**Task requirements**: Copy each line of the listing below exactly.
□ □ □
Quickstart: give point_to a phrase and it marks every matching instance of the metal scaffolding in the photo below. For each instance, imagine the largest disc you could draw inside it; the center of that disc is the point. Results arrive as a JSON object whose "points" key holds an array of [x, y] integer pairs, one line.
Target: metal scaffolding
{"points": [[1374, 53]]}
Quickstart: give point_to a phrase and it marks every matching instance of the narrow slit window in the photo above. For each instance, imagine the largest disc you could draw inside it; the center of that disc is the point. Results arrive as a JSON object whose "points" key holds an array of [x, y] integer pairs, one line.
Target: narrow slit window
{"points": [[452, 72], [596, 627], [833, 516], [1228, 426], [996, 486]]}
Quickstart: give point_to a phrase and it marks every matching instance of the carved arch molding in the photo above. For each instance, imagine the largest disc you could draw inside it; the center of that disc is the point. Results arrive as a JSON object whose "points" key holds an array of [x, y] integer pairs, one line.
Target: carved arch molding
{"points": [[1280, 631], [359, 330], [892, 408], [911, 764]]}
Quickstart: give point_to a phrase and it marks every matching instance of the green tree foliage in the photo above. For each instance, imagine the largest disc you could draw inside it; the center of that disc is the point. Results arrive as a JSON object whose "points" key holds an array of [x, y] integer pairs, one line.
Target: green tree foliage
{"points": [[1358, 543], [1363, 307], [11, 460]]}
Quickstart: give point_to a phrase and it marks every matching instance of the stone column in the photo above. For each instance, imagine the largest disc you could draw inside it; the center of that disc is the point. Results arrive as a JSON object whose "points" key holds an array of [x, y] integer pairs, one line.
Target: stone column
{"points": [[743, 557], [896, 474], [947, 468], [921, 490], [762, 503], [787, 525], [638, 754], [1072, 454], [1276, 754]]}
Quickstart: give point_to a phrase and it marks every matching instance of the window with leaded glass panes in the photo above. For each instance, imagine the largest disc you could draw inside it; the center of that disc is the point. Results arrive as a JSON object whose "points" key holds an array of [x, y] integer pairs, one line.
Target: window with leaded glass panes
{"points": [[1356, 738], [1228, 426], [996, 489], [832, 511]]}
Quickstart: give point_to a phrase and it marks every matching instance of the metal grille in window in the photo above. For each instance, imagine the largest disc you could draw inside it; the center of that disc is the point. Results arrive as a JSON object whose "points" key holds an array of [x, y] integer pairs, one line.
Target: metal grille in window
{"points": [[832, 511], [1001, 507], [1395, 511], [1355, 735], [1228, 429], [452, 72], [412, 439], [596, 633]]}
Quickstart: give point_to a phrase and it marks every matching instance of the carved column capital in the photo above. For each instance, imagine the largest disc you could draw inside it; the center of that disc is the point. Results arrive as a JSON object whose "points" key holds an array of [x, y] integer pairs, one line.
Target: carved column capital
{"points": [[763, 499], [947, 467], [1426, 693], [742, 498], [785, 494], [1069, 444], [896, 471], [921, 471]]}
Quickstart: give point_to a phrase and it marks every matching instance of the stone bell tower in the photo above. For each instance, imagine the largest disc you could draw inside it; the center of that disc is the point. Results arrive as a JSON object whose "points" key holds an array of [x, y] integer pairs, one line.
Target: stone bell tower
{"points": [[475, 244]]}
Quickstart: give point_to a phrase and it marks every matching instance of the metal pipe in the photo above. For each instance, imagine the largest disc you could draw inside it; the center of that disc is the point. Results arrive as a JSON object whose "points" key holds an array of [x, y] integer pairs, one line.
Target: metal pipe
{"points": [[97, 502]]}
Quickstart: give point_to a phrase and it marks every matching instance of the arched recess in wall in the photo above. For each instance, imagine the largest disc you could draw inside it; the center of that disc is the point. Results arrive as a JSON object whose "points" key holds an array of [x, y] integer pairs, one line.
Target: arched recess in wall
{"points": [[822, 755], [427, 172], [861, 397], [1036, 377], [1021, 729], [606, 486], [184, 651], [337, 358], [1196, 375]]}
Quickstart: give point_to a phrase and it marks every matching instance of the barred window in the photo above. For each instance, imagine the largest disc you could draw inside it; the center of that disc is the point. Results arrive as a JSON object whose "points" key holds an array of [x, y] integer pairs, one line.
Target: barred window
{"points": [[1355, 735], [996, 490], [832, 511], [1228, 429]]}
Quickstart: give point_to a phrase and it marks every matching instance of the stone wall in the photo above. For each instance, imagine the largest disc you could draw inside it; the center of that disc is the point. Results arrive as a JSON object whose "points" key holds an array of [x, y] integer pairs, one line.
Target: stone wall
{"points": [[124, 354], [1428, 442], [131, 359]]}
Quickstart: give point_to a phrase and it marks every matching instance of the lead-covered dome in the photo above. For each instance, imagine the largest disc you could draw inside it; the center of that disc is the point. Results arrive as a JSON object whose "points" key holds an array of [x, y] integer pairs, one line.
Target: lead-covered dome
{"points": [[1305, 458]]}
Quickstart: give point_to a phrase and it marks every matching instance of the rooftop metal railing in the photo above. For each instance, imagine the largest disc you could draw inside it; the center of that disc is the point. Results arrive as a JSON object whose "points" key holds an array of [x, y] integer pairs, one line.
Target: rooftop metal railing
□ □ □
**Answer to this task**:
Quickstart: give point_to a phrase and it marks every matching instance of the metal scaffolding in the photo below. For each instance, imagine the largest disc you could draw inside it; the center of that disc is the point. Results arrive as a JSON object whose "points" key holds an array of [x, y] integer pairs, one line.
Target: metal scaffolding
{"points": [[1374, 53]]}
Quickstart: give point_to a phrase and it marks every matching instance of the narrow slit window in the photo above. For each instance, imagine the largest disc you could draw inside it; the center of that disc is the point. Results arrive as a JSON object whose "points" key holds an array of [x, y] integer pairs, one line.
Target: narrow slit window
{"points": [[452, 72], [596, 627], [833, 516], [1228, 426], [996, 486]]}
Quickstart: give point_to a phrase and it marks every matching instance of the carved arch molding in the photo above. For each instance, imagine the largest disc you could draw inside it; the center of that disc is the point. Results arrive as a JSON object whose "points" key holds an array of [x, y] integer pairs, one line.
Target: carved arch molding
{"points": [[1280, 631], [359, 330], [892, 408], [911, 764]]}
Quickstart: give point_to a phrase and it marks every matching instance of the green tree foliage in the photo above. For each instance, imagine the largest disc you could draw inside it; the center of that disc is the point. Results arrive as a JSON object whose "points" key holds an array of [x, y] integer pairs, one line.
Target: green tree foliage
{"points": [[1358, 543], [1363, 307], [11, 460]]}
Quickstart: give point_to a phrase and it marks every matching instance of the stone column in the photo above. For each instance, imagine the largest disc you could draw inside it; the center of that disc is the point. Results arrive as a JSON object whose "points" key holds an array of [x, y] integer pairs, one line.
Target: stone column
{"points": [[743, 557], [896, 474], [947, 468], [921, 490], [762, 503], [787, 525], [638, 754], [1072, 454], [1276, 754]]}
Quickstart: give point_to a phrase and it marks every matching instance of the window with leaded glass panes in the photo above. For each instance, imagine the largest disc you could draw inside it; the center of that disc is the point. Results arrive as a JSON object whose "points" key holds an array of [x, y] integer pairs, one line.
Target: window with leaded glass panes
{"points": [[1356, 738], [1228, 426], [996, 489], [832, 511]]}
Quickstart: give point_to a phrase and it marks every matching instance of the metal grille in window in the photo above. For each instance, imagine the largest disc you could draw inside it; the center of that disc is the point. Results arrive as a JSON object whose "points" key holds an array of [x, y] integer pairs, one line.
Target: metal grille in window
{"points": [[832, 511], [1001, 507], [1395, 511], [1355, 735], [1228, 429], [452, 72], [412, 439], [596, 633]]}
Quickstart: give point_to a phrase and it marks every matching instance of the carved column capital in the photo above. For each instance, imagine the largest disc you could draw inside it; the center of that disc is the point. Results arrive as a JSON object whose "points" key holds an array of [x, y] integer pairs, one line.
Target: carved column capital
{"points": [[763, 499], [947, 467], [1426, 693], [742, 498], [785, 494], [1069, 444], [896, 471], [921, 471]]}
Quickstart: give point_to a phrase and it marks every matching instance of the stone bell tower in the photo above. For each instance, imagine the largest disc you could draw inside it; the center of that disc is the point. Results arrive as a JSON object whose "points" key holds an array of [x, y] integer pairs, one line.
Target: stone bell tower
{"points": [[475, 244]]}
Quickstart: give point_to a phrase and it marks every matching instance of the metal pipe in the photo above. For each instance, imagine the largest disc you could draw inside it; the center of that disc is the point. Results arrive as a JSON object whose "points" key holds an array of [x, y] integer pairs, one line.
Target: metal pipe
{"points": [[97, 502]]}
Quickstart: give point_to a phrase and it marks every matching instance of the arched recess in wall in the photo above. For each instance, imagine the largest disc you could draw inside it; the center of that disc is the point. Results arrive as a JSON object whose "points" key holds an array of [x, y] integer pairs, one line.
Target: arched recess in wall
{"points": [[822, 755], [427, 172], [861, 397], [1036, 377], [1021, 729], [606, 486], [184, 651], [337, 358], [1196, 375]]}
Quickstart: give point_to a phrase and it marks every matching instance of the barred window in the photo above. For each instance, imagine the largest disc you could draw inside it; the center of that disc is the point. Results arrive as a JSON object whose "points" key holds an array of [x, y] integer pairs, one line.
Target: barred window
{"points": [[1355, 735], [996, 490], [832, 511], [1228, 429]]}
Quickstart: give point_to a phrase and it marks every matching instance of the stone wall in the photo above. For each instance, imagine the largest disc you could draw inside it; the center of that disc is the point. Results arrive as a JSON object whose "points" key holds an array of [x, y] integer pairs, one line.
Target: stone wall
{"points": [[124, 354], [1428, 442], [131, 359]]}
Quickstart: give point_to a phrase and it marks every matching instance of the lead-covered dome in the photo above. For each instance, imagine the largest disc you could draw inside it; the center of that disc is the point. Results arrive as a JSON object whose "points" key holds an array of [x, y] integer pairs, one line.
Target: lead-covered dome
{"points": [[1305, 458]]}
Quickstart: give point_to a phrase and it marks every matching instance of the rooftop metal railing in the photo above. For each instance, imagine the largest disc you could draw inside it; the center of that disc is the point. Results arrive as a JSON object whose "points" key holds an array of [x, y] integer pairs, one line.
Target: rooftop metal railing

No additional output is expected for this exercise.